• _WORK TO DO_: Copy out all the records below with every "pickup" changed to "truck" and nothing else touched. Leave the pictures out of your answer.

• _RECORDS SHOWN_:
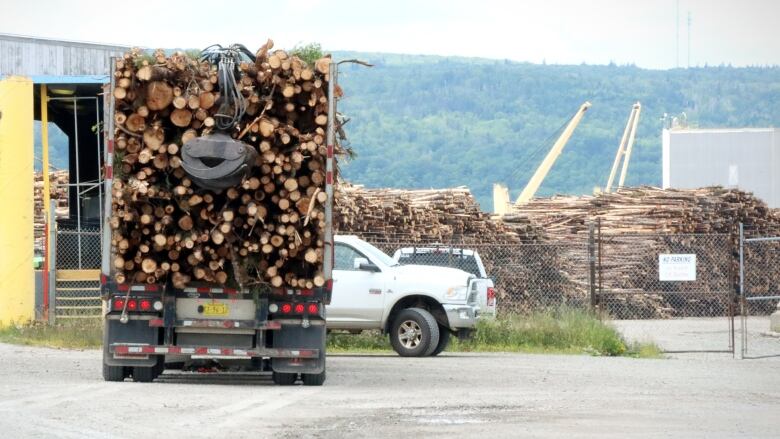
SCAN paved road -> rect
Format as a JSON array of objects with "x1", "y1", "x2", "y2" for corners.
[{"x1": 0, "y1": 344, "x2": 780, "y2": 438}]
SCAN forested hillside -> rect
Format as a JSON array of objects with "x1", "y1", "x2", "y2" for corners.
[
  {"x1": 337, "y1": 53, "x2": 780, "y2": 210},
  {"x1": 36, "y1": 52, "x2": 780, "y2": 210}
]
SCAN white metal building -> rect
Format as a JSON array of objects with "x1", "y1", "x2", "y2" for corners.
[{"x1": 662, "y1": 128, "x2": 780, "y2": 208}]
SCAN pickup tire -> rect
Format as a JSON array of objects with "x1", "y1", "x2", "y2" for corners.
[
  {"x1": 431, "y1": 326, "x2": 450, "y2": 357},
  {"x1": 390, "y1": 308, "x2": 439, "y2": 357}
]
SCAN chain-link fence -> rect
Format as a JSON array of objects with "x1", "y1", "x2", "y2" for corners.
[
  {"x1": 740, "y1": 230, "x2": 780, "y2": 358},
  {"x1": 596, "y1": 234, "x2": 736, "y2": 319},
  {"x1": 56, "y1": 224, "x2": 101, "y2": 270},
  {"x1": 354, "y1": 231, "x2": 737, "y2": 319},
  {"x1": 54, "y1": 224, "x2": 102, "y2": 319}
]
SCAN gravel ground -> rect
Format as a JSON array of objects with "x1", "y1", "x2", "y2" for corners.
[
  {"x1": 612, "y1": 316, "x2": 780, "y2": 359},
  {"x1": 0, "y1": 344, "x2": 780, "y2": 438}
]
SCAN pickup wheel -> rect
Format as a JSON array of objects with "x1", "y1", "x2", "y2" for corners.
[
  {"x1": 272, "y1": 372, "x2": 298, "y2": 386},
  {"x1": 431, "y1": 326, "x2": 450, "y2": 357},
  {"x1": 390, "y1": 308, "x2": 439, "y2": 357}
]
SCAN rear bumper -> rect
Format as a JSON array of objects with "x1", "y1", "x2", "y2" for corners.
[
  {"x1": 108, "y1": 343, "x2": 320, "y2": 359},
  {"x1": 442, "y1": 304, "x2": 477, "y2": 329}
]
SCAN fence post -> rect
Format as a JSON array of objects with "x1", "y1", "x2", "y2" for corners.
[
  {"x1": 47, "y1": 200, "x2": 57, "y2": 325},
  {"x1": 739, "y1": 222, "x2": 747, "y2": 359},
  {"x1": 588, "y1": 222, "x2": 596, "y2": 312}
]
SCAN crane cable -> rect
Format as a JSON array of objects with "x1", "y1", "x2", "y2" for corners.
[
  {"x1": 509, "y1": 112, "x2": 574, "y2": 188},
  {"x1": 200, "y1": 44, "x2": 255, "y2": 131}
]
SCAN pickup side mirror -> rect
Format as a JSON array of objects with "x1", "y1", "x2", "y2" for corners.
[{"x1": 352, "y1": 258, "x2": 379, "y2": 273}]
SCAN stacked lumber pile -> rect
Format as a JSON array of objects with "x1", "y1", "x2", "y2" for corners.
[
  {"x1": 110, "y1": 40, "x2": 330, "y2": 288},
  {"x1": 33, "y1": 171, "x2": 70, "y2": 250},
  {"x1": 504, "y1": 187, "x2": 780, "y2": 318},
  {"x1": 334, "y1": 184, "x2": 518, "y2": 243},
  {"x1": 502, "y1": 187, "x2": 777, "y2": 240}
]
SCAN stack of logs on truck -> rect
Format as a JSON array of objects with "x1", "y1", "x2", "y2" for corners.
[
  {"x1": 101, "y1": 40, "x2": 340, "y2": 385},
  {"x1": 110, "y1": 44, "x2": 330, "y2": 289}
]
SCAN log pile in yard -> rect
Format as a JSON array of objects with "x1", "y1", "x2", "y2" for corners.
[
  {"x1": 334, "y1": 185, "x2": 518, "y2": 243},
  {"x1": 110, "y1": 40, "x2": 339, "y2": 288},
  {"x1": 504, "y1": 187, "x2": 780, "y2": 318},
  {"x1": 507, "y1": 187, "x2": 778, "y2": 240}
]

• _THE SOLUTION_:
SCAN paved road -> rect
Format as a JSON array of objects with "x1", "y1", "x2", "y2" for corners.
[{"x1": 0, "y1": 344, "x2": 780, "y2": 438}]
SCAN forested hillside -> rect
Format as a JSON array of objects with "x1", "y1", "x2", "y2" for corners.
[
  {"x1": 337, "y1": 53, "x2": 780, "y2": 210},
  {"x1": 36, "y1": 52, "x2": 780, "y2": 210}
]
SCAN white metal building -> rect
Format as a JSON array of objects with "x1", "y1", "x2", "y2" for corners.
[{"x1": 662, "y1": 128, "x2": 780, "y2": 208}]
SCAN truck tire -> rect
Format as a JSON array of objects with "x1", "y1", "x2", "y2" for corners.
[
  {"x1": 431, "y1": 326, "x2": 450, "y2": 357},
  {"x1": 390, "y1": 308, "x2": 439, "y2": 357}
]
SCAN chain-link fence -> rect
Format as a JSON array of objects with "x1", "y1", "x2", "y2" for corners.
[
  {"x1": 740, "y1": 230, "x2": 780, "y2": 358},
  {"x1": 596, "y1": 234, "x2": 736, "y2": 319},
  {"x1": 56, "y1": 224, "x2": 101, "y2": 270},
  {"x1": 354, "y1": 231, "x2": 737, "y2": 319},
  {"x1": 54, "y1": 224, "x2": 102, "y2": 319}
]
SCAN gravel ground -> rect
Format as a JSON array of objects with "x1", "y1", "x2", "y2" for corners.
[
  {"x1": 612, "y1": 316, "x2": 780, "y2": 359},
  {"x1": 0, "y1": 344, "x2": 780, "y2": 438}
]
SCAN truck wheel -> rect
Format as a JSON array of objects with "x1", "y1", "x2", "y2" for corners.
[
  {"x1": 272, "y1": 372, "x2": 298, "y2": 386},
  {"x1": 431, "y1": 326, "x2": 450, "y2": 357},
  {"x1": 390, "y1": 308, "x2": 439, "y2": 357}
]
SCAN rear bumper -> rect
Format as a JSON array of objects with "x1", "y1", "x2", "y2" for corners.
[
  {"x1": 108, "y1": 343, "x2": 320, "y2": 359},
  {"x1": 442, "y1": 304, "x2": 477, "y2": 329}
]
SCAN fence post -> rect
Format as a JSON array of objects with "x1", "y1", "x2", "y2" for corners.
[
  {"x1": 47, "y1": 200, "x2": 57, "y2": 325},
  {"x1": 739, "y1": 222, "x2": 747, "y2": 359},
  {"x1": 588, "y1": 222, "x2": 596, "y2": 312}
]
SCAN crane cable -> rect
Format as a JSON array of objects with "x1", "y1", "x2", "y2" for corners.
[
  {"x1": 509, "y1": 112, "x2": 574, "y2": 188},
  {"x1": 200, "y1": 44, "x2": 255, "y2": 131}
]
SCAN truck side mirror -> rect
Format as a JSON array of objects with "x1", "y1", "x2", "y2" for corners.
[{"x1": 352, "y1": 258, "x2": 379, "y2": 273}]
SCAN stacked lumber pile -> rect
Format as a JSON array of objects with "x1", "y1", "x2", "y2" for corners.
[
  {"x1": 110, "y1": 40, "x2": 330, "y2": 288},
  {"x1": 33, "y1": 171, "x2": 70, "y2": 250},
  {"x1": 504, "y1": 187, "x2": 780, "y2": 318},
  {"x1": 334, "y1": 184, "x2": 518, "y2": 243},
  {"x1": 502, "y1": 187, "x2": 777, "y2": 240}
]
SCAN stack of logs on truck -> rect
Format as a JSON array of objects with "x1", "y1", "x2", "y2" for corners.
[
  {"x1": 101, "y1": 40, "x2": 340, "y2": 385},
  {"x1": 110, "y1": 44, "x2": 330, "y2": 289}
]
SCAN log pile in yard -> rect
Format as a JSON array of objects with "x1", "y1", "x2", "y2" for corners.
[
  {"x1": 334, "y1": 185, "x2": 518, "y2": 243},
  {"x1": 110, "y1": 40, "x2": 339, "y2": 288},
  {"x1": 504, "y1": 187, "x2": 780, "y2": 318},
  {"x1": 507, "y1": 187, "x2": 778, "y2": 240}
]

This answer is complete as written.